◆ Document excerpt ◆
⟨

My Durst M301 enlarger has a drawer between the condenser and the lens for inserting color filters. It works great when I just need to make a print using a specific grade. The problem comes when changing filters during split-grade printing. After printing the highlights with one filter, opening the drawer and replacing it with a higher-grade filter can shift the condenser slightly. It moves the negative and results in a blurry double print.
Another solution is to place the filter under the lens. However, my enlarger isn’t equipped with an under-lens filter holder, so I had to DIY my own setup using a spoke with a clothespin, attached to the rack with sticky tape. Unfortunately, I don’t have a photo of it anymore. Of course, using such a makeshift setup was cumbersome. For example, if I moved the enlarger head up or down, I had to unstick the spoke, reposition it, and tape it back in place. On top of that, I only had two spokes at home, both used for DIY dodging tools, so I had to disassemble one of them. These inconveniences led me to avoid split-grade printing unless it was absolutely impossible to make a print in a normal way.
The idea and the first prototype 🔗
The IVAR rack I use for my enlarger has holes for pegs in its columns. At first, I thought about designing a filter holder with a mount that fits into these holes. This would make it quicker and easier to reposition the filters, since there would be no need for sticky tape anymore. While I was measuring the depth and diameter of the holes with a caliper, I suddenly realized a better solution. The enlarger’s lens, like most camera lenses, has a thread. So why not design a holder that screws directly into the lens thread? That would be even better than attaching it to the rack. It would move along with the enlarger head, wouldn’t obstruct access to the enlarger, and I could just keep it permanently attached.
Since I had no experience with 3D modeling, I started with a very basic program: Tinkercad, a tool often used for teaching kids. I modeled a simple square holder and cut out a small section to allow grabbing a filter. I connected it to a cylinder with a 40.5 mm thread that I found online by four angled sticks.

⟩

◆ Objective 1 ◆
Copy out the records word for word, from their first line through the line containing "70), (524, 0)]", and include both of those lines.

◆ The data ◆
⟨

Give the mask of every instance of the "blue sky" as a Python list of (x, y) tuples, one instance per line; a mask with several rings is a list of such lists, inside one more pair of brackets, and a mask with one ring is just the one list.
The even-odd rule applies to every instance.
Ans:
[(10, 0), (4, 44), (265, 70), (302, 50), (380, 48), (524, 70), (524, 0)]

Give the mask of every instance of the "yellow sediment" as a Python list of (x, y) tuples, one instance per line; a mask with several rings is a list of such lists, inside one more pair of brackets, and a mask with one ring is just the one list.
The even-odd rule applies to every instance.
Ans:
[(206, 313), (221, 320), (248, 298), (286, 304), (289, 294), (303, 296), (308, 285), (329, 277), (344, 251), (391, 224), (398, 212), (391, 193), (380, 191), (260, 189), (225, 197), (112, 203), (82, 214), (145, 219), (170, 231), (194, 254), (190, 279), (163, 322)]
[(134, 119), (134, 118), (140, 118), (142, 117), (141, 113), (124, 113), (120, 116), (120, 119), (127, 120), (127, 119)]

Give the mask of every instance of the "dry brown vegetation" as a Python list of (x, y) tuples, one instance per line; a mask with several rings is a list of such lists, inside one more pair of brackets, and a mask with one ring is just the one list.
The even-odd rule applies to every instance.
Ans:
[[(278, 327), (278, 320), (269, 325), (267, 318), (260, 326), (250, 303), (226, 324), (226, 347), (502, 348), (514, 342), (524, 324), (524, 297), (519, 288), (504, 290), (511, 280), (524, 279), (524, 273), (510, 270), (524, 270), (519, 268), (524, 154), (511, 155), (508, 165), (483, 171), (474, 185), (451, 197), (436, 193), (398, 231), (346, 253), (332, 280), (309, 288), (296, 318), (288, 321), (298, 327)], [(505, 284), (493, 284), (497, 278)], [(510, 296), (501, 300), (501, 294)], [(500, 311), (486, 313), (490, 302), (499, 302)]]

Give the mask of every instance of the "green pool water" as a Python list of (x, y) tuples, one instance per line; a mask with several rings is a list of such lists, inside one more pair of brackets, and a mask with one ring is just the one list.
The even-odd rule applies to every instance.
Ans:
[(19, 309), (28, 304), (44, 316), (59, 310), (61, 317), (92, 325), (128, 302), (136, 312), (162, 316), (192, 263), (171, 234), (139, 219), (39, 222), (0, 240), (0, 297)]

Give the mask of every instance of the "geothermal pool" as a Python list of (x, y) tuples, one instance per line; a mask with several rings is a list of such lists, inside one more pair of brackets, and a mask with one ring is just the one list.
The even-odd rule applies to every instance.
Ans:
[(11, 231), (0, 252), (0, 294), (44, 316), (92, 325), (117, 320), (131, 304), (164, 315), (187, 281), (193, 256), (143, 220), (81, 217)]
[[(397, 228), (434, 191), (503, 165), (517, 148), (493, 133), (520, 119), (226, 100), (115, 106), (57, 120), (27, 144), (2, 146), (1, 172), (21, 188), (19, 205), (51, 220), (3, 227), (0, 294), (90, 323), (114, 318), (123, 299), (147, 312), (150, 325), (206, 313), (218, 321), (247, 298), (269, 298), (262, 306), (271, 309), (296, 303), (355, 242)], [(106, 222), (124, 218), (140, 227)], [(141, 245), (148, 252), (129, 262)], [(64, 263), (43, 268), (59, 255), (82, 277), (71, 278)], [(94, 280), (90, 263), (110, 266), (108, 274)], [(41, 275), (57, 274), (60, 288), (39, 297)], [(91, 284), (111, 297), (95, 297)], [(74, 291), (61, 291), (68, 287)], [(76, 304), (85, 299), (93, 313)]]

⟩

◆ Objective 2 ◆
Continue the account of the enlarger filter holder from the point where it stops.

◆ Task result 1 ◆
Give the mask of every instance of the "blue sky" as a Python list of (x, y) tuples, one instance per line; a mask with several rings is a list of such lists, inside one more pair of brackets, and a mask with one ring is just the one list.
The even-odd rule applies to every instance.
Ans:
[(10, 0), (4, 44), (265, 70), (302, 50), (380, 48), (524, 70), (524, 0)]

◆ Task result 2 ◆
Because a 3D printer extrudes plastic layer by layer, it needs to print supports for any overhanging parts. When I sliced my model, the software added several supports to the threaded cylinder. Three of the four connecting sticks broke immediately when I tried to remove the supports. On top of that, the filter didn’t fit between the angled sticks because the distance between them was smaller than the square base I had calculated to hold the filters. The good news was that the thread matched the lens perfectly. Fortunately, 3D printing allows to iterate quickly based on feedback, so I took these issues into account in my new design.
The second version 🔗
For the next version, I used a conical shape to connect the threaded cylinder to the base. To save filament, I cut away unnecessary parts. I made sure the angle was steep enough so the slicer wouldn’t add any print supports. I also slightly modified the front of the holder by removing the border. Increased vertical spacing and clearance ensured that the filter fit easier. When slicing the model, I used dynamic layer height and reduced the layer size while printing the thread for higher precision.
To my surprise, the second version printed flawlessly. After confirming that the filters could slide in and that the holder didn’t block the enlarger’s projection, I happily published the model along with the printing profile on MakerWorld. That same night, I successfully battle tested it by making a split-grade print.
The user experience 🔗
Even though the split-grade printing issue was resolved, I still wasn’t fully satisfied with the overall experience. The ILFORD filters I have came in a small notepad-style holder, which is not very practical, especially when working under a dim safelight. You have to find the correct page based on the grade, place the used filter there, then find another page, carefully grab a barely visible in the dark thin piece of plastic by the edge without leaving fingerprints. If the notepad is not closed accurately, the spring can catch other filters and may even scratch them. The filters are also prone to collecting grease, and it is easy to drop them by accident.
I came up with a new idea. What if I designed a carriage with a grip, like a small frying pan, to hold the filter inside? Or even better, an entire system that includes carriages with labeled grips, a storage box with a lid, and the adjusted under-lens filter holder that fits the carriages?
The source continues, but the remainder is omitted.